• Requirement
Write out the following lines exactly as they appear, omitting the pictures.
⟨
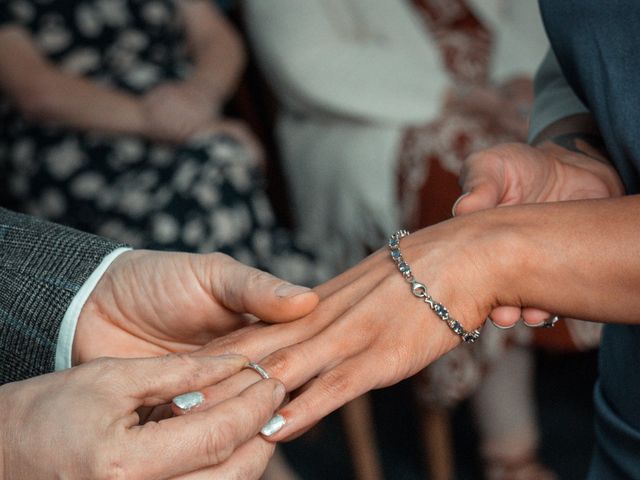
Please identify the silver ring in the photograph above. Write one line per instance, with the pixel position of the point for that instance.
(258, 369)
(548, 323)
(508, 327)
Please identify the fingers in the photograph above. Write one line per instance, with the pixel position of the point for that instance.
⟩
• Full solution
Please identify the silver ring in the photograph above. Write one line per instance, with the pixel position of the point for that instance.
(258, 369)
(548, 323)
(508, 327)
Please identify the fingers in the photograph above. Write one line per instance, with the pixel position of the point for that instance.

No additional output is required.